The lower middle classes see “their morality despised, their savings devalued...their children taught in overcrowded schools where 90% of the children spoke no English”, while an upper-class couple speak in “an unselfconscious distinctive accent...which would have effectively banned them from any hope of a job at the BBC or even a career in politics, had either unlikely option appealed to them”. “Winterfest” is decreed in city centres, while on the outskirts of those cities, “the rain-soaked lanterns and faded bunting...seemed less a celebration than a desperate defence against despair”. The social services are breaking down, a welfare officer casually admitting that an absconding miscreant has slipped through the net. Even Commander Adam Dalgliesh's brilliant and respected Special Investigation Squad is not immune from governmental chaos: it is about to be rationalised, its functions defined “in contemporary jargon devised to obscure rather than illumine”.
Dalgliesh is distracted from planning his wedding to the elegant Emma Lavenham by being required to solve the murder of an investigative journalist, Rhoda Gradwyn, at Cheverell Manor, a private clinic in Dorset, where she had gone to have a disfiguring facial scar removed. With her customary crispness, James announces that Rhoda's days are numbered in the first sentence of the book, immediately establishing an atmosphere of twitchy foreboding.
Seduced by the clinic's pampering privacy, Rhoda fails to notice that its remote location is far from reassuring. At the end of its lime avenue, the Cheverell Stones palely gleam, 12 lichen-covered boulders of which the tallest is a typically Jamesian evil omen. In 1654, a woman was bound to this stone and burnt as a witch. And now, awaiting surgery is Rhoda, “a stalker of minds”, a destroyer of reputations, a woman who more than one person would probably like to burn alive. Inside the manor's handsome rooms there is delicious food, warmth and comfort; outside it, an avian battleground disturbs the night, full of yelps and shudders as predators crunch their prey. It's as though the whole dark world is set upon murder.
-*-*-
> **Try it**
According to the passage about the Dalgliesh case, why had Rhoda Gradwyn gone to Cheverell Manor? The records that follow are separate material, unrelated to the passage.

> **Supplied information**
-*-*-
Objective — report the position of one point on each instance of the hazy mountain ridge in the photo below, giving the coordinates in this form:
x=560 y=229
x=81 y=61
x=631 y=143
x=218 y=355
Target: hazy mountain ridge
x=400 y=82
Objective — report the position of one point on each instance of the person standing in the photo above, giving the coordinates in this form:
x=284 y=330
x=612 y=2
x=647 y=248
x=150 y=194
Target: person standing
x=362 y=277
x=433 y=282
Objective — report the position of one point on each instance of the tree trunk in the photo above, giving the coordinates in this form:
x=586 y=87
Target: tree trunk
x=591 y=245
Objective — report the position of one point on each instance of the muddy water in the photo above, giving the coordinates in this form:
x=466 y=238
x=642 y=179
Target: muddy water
-*-*-
> **Result of the task**
She had gone there to have a disfiguring facial scar removed.